* WHAT TO WORK ON *
**a.** Which Class IX topic does the extract on classroom questioning use to illustrate its ideas?
**b.** From the extract on classroom questioning, set down everything from "The ideas in" down to "to ask questions.", word for word.

The ideas in this topic will be illustrated through the Class IX topic ‘Why do we fall ill?’, but they also apply to all the other topics that you will have to teach in science.

What you can learn in this unit

  • The importance of asking different types of questions and how to construct different types of questions.
  • Some different ways of asking questions in your classroom.
  • How to encourage your students to ask questions.

Why this approach is important

Asking questions is an important way of finding out what your students know and understand. But there are other reasons why teachers ask questions:

  • to check prior knowledge and understanding
  • to extend students’ thinking from concrete and factual to analytical
  • to help students recall knowledge, drawing on existing knowledge in order to build new understandings
  • to lead students through a planned sequence that progressively establishes key understandings
  • to stimulate interest, challenge and encourage thought and understanding
  • to promote reasoning, problem solving, evaluation and the formulation of hypotheses
  • to raise a self-awareness of how they learn.

Asking questions can also be used as a classroom management tool. They can be used to distract students who are being inattentive or to involve students who are side-tracked. They can also be used to boost student confidence and self-esteem.

Evidence shows that two of the most effective teaching methods involve providing feedback and whole-class interactive teaching. Asking questions provides the opportunity for you to provide feedback and for students to feedback to each other. And importantly, questions can be used to make whole-class teaching interactive.

* ENTRIES PROVIDED *
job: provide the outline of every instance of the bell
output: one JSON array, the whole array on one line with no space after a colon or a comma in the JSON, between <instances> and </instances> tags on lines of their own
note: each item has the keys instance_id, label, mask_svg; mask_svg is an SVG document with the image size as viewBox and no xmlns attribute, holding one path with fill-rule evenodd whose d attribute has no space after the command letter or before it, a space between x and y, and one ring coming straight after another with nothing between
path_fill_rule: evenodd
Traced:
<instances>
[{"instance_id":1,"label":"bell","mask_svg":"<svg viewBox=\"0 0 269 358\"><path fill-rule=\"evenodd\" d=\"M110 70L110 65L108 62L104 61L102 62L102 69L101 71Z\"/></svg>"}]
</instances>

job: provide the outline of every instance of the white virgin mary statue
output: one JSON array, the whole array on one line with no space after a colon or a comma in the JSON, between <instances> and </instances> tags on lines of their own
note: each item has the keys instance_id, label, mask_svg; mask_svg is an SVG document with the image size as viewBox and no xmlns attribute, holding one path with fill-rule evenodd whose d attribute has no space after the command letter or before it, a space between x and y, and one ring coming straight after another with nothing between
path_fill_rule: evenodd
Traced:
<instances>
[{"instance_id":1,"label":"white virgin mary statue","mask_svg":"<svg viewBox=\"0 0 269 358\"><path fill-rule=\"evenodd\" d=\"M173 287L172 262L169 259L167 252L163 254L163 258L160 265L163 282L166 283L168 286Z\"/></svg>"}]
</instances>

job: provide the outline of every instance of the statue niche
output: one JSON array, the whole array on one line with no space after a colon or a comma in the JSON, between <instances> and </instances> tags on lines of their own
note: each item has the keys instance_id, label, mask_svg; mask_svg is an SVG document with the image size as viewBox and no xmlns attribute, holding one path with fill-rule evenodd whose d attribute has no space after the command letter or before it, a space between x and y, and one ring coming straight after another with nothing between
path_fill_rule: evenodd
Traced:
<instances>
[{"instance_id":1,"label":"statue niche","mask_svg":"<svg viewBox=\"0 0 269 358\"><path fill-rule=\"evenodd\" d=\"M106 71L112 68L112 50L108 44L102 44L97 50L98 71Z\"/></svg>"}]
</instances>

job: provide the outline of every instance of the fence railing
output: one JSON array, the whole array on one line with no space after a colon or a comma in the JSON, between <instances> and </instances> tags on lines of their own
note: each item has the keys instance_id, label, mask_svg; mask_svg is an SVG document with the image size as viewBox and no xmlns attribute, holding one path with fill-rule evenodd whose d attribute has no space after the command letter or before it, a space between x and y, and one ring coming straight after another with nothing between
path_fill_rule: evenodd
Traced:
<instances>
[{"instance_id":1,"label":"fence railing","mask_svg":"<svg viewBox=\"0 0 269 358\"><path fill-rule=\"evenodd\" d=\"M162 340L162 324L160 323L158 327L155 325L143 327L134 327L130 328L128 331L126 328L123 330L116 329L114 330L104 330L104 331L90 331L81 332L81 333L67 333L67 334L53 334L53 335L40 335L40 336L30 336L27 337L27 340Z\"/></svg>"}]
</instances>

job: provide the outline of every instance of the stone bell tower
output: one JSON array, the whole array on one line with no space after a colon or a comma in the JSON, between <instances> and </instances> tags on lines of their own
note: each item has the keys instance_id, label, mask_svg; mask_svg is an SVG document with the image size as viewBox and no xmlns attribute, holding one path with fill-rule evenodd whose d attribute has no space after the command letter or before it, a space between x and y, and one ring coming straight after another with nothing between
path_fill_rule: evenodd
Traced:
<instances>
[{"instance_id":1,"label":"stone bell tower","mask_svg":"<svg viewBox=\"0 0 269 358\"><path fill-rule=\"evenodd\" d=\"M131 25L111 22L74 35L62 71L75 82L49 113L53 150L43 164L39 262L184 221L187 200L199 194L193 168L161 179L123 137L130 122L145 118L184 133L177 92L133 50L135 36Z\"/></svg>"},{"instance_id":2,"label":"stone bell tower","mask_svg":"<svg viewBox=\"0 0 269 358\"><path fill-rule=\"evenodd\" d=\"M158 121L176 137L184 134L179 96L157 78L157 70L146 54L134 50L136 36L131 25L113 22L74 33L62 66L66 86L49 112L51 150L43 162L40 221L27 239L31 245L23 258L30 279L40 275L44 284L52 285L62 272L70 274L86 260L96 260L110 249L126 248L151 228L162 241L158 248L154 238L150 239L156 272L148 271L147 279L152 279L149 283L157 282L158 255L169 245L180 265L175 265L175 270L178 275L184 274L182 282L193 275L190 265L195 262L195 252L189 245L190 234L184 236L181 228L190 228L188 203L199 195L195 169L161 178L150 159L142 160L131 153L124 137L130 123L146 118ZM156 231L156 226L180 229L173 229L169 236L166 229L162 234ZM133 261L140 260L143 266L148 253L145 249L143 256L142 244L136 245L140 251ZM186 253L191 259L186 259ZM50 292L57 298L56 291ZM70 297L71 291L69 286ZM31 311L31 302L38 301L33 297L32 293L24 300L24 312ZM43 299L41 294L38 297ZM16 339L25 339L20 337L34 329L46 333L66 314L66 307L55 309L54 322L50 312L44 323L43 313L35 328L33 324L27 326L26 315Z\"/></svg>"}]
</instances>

* SOLUTIONS TO THE PROBLEMS *
**a.** The Class IX topic 'Why do we fall ill?'

**b.**
The ideas in this topic will be illustrated through the Class IX topic ‘Why do we fall ill?’, but they also apply to all the other topics that you will have to teach in science.

What you can learn in this unit

  • The importance of asking different types of questions and how to construct different types of questions.
  • Some different ways of asking questions in your classroom.
  • How to encourage your students to ask questions.